What is needed:
Please copy every one of the items below word for word, leaving the pictures out of your answer.

Extracted data entries:
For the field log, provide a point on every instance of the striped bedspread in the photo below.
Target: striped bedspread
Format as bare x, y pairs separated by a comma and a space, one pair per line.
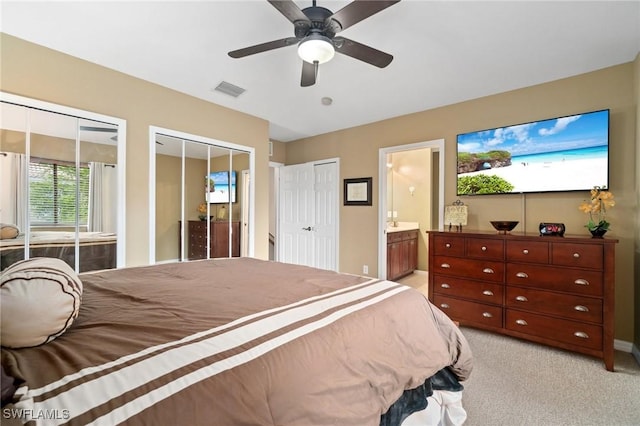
235, 342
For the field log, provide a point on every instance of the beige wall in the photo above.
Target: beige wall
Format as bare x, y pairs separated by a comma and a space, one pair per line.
37, 72
611, 88
279, 152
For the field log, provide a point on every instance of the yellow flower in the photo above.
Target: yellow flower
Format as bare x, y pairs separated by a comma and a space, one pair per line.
597, 206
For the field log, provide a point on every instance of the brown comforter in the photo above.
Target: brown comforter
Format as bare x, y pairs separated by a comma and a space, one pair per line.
235, 342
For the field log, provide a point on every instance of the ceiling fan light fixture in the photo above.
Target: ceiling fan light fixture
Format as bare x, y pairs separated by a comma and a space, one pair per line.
316, 48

Result of this exercise:
For the field log, provide a point on every instance of the striped bedspread in the photo below.
Target: striped bedspread
Format as bare x, y pairs separated by a comma and a space, one pair per line.
235, 342
For the field log, provide a point on every instance of the beige wall in the photo above.
Target: beige wall
Format as bare x, y pairs separated by a comma and a space, one pair per line.
37, 72
611, 88
279, 152
For the field log, provide a point on every instance of the yellow flower in the photo above.
Target: yellow flower
Format as bare x, y pairs separated by a comma and a space, one pair per line.
597, 206
For the field log, provide a point on every instance of the brown comforter in the photo above.
Target: brown comforter
Format as bare x, y pairs separated by a comma and a space, one pair per line.
235, 342
For the field log, provide a point on every instance of the ceiling fan light fixture in the photo above.
Target: ceiling fan light fixture
Format as bare x, y pairs separated by a comma and a space, one pair per line.
316, 48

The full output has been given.